[[ Supplied records, beginning ]]
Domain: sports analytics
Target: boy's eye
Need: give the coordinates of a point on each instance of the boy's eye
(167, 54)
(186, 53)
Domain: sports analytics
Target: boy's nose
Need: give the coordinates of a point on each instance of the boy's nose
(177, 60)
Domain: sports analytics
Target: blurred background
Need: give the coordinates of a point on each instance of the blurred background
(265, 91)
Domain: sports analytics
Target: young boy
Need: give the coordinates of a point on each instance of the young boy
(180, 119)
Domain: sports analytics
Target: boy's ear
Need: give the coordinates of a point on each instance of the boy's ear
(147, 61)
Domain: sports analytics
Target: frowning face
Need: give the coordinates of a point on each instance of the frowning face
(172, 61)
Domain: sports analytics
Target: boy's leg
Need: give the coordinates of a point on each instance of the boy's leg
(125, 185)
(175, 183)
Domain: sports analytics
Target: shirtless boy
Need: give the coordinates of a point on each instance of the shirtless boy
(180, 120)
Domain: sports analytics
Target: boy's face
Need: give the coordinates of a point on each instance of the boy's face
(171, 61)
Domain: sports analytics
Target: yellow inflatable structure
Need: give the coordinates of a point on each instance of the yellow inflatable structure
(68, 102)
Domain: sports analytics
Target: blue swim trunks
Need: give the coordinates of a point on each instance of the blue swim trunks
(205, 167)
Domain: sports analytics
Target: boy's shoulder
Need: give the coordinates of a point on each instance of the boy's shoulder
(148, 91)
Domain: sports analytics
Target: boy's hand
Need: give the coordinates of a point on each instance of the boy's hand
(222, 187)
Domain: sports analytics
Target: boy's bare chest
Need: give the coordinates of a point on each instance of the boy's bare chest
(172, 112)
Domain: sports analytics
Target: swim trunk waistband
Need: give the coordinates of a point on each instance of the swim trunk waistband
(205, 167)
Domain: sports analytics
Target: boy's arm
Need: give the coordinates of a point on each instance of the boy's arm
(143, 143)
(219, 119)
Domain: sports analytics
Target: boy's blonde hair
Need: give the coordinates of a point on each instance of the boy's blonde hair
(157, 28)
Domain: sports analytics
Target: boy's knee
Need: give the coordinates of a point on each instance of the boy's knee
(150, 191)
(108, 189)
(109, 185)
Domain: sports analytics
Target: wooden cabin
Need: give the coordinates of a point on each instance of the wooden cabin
[[ Supplied records, end ]]
* Directions for this task: In the listing above, locate the line with "the blurred background" and the line with "Target: yellow inflatable structure", then extract exactly those lines and every line between them, and nothing more.

* Output of the task:
Need: give the coordinates of a point on each instance of the blurred background
(265, 91)
Domain: sports analytics
Target: young boy
Need: give the coordinates of a point on each instance of the young boy
(180, 119)
Domain: sports analytics
Target: boy's ear
Need: give the coordinates of a point on each instance of the boy's ear
(147, 61)
Domain: sports analytics
Target: frowning face
Need: give the coordinates of a point on each instance of the frowning face
(172, 61)
Domain: sports analytics
Target: boy's leg
Need: give the coordinates of a point on each instance of the boy's leg
(125, 185)
(175, 183)
Domain: sports analytics
Target: shirtless boy
Need: give the coordinates of a point on each instance of the shirtless boy
(180, 120)
Domain: sports analytics
Target: boy's face
Need: give the coordinates of a point on each instance of the boy's face
(171, 61)
Domain: sports analytics
Target: yellow inflatable structure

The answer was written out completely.